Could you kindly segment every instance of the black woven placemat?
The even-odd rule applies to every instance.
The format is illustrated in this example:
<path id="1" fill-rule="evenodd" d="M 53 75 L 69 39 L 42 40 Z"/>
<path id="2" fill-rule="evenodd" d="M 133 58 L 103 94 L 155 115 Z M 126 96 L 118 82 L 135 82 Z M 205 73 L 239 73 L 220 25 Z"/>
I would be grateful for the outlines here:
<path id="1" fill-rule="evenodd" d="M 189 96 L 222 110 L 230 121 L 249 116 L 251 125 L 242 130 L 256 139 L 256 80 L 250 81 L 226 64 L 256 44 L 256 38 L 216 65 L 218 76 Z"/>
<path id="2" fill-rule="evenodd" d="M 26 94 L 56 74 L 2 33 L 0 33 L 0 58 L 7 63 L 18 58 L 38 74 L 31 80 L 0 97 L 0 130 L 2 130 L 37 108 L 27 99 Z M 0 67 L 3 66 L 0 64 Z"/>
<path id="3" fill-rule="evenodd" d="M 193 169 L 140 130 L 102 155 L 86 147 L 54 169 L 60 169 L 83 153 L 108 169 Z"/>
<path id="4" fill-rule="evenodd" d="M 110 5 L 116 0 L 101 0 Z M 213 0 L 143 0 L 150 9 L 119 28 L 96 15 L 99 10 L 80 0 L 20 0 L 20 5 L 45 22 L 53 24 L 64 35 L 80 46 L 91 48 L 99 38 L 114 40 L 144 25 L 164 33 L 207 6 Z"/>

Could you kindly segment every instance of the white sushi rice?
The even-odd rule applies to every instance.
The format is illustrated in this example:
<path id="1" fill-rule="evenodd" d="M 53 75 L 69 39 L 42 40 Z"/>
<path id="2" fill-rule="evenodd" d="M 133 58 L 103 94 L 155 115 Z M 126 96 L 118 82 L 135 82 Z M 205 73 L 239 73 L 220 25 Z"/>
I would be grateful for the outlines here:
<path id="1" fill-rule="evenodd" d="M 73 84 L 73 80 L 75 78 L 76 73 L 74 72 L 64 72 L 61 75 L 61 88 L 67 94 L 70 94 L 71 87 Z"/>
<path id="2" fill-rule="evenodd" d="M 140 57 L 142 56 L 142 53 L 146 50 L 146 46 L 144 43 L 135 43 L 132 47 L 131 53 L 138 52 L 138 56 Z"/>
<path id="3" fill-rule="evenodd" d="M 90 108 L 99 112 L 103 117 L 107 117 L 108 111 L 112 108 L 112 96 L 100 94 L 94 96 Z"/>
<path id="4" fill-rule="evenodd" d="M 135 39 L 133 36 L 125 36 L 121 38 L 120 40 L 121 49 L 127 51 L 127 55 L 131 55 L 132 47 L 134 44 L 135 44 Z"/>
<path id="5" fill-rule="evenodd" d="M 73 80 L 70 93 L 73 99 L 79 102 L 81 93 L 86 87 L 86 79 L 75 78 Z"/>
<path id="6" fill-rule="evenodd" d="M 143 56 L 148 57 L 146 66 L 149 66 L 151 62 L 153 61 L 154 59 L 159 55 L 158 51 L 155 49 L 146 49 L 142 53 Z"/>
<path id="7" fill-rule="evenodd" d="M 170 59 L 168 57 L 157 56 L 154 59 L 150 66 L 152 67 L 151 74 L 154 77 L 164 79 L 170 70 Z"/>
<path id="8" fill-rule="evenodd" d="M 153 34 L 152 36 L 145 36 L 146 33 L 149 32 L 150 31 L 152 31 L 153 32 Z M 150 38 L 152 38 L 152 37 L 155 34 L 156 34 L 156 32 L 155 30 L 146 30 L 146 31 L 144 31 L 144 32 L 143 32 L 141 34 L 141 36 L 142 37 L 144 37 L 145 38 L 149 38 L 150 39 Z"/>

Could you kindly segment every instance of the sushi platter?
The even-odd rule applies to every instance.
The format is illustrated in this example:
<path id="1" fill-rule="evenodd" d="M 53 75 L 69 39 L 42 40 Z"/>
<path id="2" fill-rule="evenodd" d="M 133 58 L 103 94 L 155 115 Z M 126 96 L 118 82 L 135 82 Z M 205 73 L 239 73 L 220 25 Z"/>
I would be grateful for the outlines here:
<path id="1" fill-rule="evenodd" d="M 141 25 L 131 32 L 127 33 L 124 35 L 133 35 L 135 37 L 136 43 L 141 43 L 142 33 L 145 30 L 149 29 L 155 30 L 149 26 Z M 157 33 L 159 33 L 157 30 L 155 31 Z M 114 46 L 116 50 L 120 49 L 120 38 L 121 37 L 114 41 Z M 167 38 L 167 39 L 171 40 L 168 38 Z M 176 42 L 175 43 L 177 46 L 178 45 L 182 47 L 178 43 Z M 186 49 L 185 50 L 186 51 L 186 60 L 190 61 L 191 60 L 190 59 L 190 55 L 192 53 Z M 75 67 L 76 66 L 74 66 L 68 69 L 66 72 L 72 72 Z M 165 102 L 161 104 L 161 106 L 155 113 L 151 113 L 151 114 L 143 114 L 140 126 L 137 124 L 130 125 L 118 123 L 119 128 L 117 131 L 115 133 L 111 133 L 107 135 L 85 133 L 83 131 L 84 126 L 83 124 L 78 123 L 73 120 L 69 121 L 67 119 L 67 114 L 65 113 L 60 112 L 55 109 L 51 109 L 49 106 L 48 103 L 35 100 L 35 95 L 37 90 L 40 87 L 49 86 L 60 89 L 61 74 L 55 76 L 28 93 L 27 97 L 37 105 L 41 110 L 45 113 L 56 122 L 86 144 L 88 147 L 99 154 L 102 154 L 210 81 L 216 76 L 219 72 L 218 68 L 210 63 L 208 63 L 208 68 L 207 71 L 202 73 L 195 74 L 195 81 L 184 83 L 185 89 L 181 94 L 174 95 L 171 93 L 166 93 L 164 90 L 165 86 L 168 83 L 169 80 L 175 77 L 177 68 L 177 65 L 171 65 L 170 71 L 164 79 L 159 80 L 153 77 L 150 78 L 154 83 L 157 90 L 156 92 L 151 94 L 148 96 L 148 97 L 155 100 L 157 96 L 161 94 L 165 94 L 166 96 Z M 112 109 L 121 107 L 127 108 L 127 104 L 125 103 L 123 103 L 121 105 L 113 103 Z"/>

• **Objective**
Can you repeat the items above verbatim, from their very first line through the line containing "130 L 2 130", including that line?

• **Exercise result**
Could you kindly segment every instance of the black woven placemat?
The even-odd rule applies to every instance.
The format is illustrated in this example:
<path id="1" fill-rule="evenodd" d="M 53 75 L 69 39 L 42 40 Z"/>
<path id="2" fill-rule="evenodd" d="M 133 58 L 103 94 L 155 115 Z M 126 96 L 118 82 L 135 82 Z M 205 73 L 239 73 L 220 25 Z"/>
I would be grateful for the outlines here:
<path id="1" fill-rule="evenodd" d="M 189 96 L 222 110 L 230 121 L 249 116 L 251 125 L 242 130 L 256 139 L 256 80 L 250 81 L 226 64 L 256 44 L 256 38 L 216 65 L 218 76 Z"/>
<path id="2" fill-rule="evenodd" d="M 26 94 L 56 74 L 2 33 L 0 33 L 0 58 L 7 63 L 18 58 L 38 74 L 31 80 L 0 97 L 0 130 L 2 130 L 37 108 L 27 99 Z M 0 67 L 3 66 L 0 64 Z"/>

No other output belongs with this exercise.